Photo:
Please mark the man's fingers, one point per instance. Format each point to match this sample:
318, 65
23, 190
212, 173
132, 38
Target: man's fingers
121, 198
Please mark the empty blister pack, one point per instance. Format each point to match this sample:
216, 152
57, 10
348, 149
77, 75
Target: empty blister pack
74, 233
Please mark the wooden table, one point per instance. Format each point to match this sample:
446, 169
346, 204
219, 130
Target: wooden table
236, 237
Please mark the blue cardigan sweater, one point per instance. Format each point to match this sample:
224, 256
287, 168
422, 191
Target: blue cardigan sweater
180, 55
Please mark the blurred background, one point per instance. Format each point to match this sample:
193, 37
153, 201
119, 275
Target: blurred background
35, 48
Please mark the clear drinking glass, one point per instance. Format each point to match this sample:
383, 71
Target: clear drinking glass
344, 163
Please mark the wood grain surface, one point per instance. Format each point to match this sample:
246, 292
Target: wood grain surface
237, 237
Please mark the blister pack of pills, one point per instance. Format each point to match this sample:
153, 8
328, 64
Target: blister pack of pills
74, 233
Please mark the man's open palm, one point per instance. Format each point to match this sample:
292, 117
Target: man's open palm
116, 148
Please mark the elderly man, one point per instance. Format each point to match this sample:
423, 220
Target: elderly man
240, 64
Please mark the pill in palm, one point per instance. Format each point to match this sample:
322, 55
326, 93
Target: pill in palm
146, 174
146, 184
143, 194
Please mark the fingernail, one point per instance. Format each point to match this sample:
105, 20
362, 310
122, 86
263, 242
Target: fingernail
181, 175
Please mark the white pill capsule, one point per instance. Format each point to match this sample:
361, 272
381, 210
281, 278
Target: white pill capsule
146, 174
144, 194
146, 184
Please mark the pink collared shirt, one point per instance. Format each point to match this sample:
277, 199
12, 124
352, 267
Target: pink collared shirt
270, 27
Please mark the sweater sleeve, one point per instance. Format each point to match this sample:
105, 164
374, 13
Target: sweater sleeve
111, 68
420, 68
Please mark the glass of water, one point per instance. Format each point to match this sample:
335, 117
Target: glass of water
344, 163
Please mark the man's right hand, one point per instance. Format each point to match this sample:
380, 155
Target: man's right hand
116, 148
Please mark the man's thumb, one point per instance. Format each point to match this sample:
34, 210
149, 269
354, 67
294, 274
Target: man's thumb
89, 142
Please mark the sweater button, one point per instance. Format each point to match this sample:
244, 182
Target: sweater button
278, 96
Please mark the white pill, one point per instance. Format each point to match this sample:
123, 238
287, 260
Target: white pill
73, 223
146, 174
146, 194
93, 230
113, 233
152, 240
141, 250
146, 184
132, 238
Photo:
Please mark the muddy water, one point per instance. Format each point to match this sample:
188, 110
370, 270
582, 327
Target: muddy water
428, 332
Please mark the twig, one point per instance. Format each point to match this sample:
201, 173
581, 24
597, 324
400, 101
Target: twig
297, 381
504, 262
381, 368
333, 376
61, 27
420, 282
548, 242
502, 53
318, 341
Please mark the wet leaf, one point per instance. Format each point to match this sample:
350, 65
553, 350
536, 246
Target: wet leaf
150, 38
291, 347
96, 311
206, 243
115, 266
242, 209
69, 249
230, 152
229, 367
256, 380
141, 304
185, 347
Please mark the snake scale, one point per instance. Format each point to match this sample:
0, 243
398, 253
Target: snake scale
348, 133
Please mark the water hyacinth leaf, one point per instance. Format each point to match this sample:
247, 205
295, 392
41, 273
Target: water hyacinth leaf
_ _ _
- Stated problem
Repeat only the stretch of lines starting at the one containing "Please mark the twig, one" and running to the final line of the entries above.

- The result
Please mark the twig, one point per instance. Format each point to match this sample:
201, 173
581, 24
597, 324
400, 101
Target: twig
297, 381
504, 262
381, 368
333, 376
61, 27
420, 282
548, 242
502, 53
318, 341
Please mark the wet leaf, one point per instance. Format each point to match this sample:
350, 65
553, 350
536, 246
Target: wet leaf
150, 38
291, 347
96, 311
206, 243
115, 266
242, 209
69, 249
230, 152
229, 367
256, 380
141, 304
185, 347
Please mark the snake scale, one point per instance. Format each point to match this sample:
0, 243
398, 253
Target: snake scale
348, 133
Please mark the water hyacinth leaf, one point per instance. Format each point to match this sample:
247, 205
295, 392
41, 273
Target: water hyacinth leaf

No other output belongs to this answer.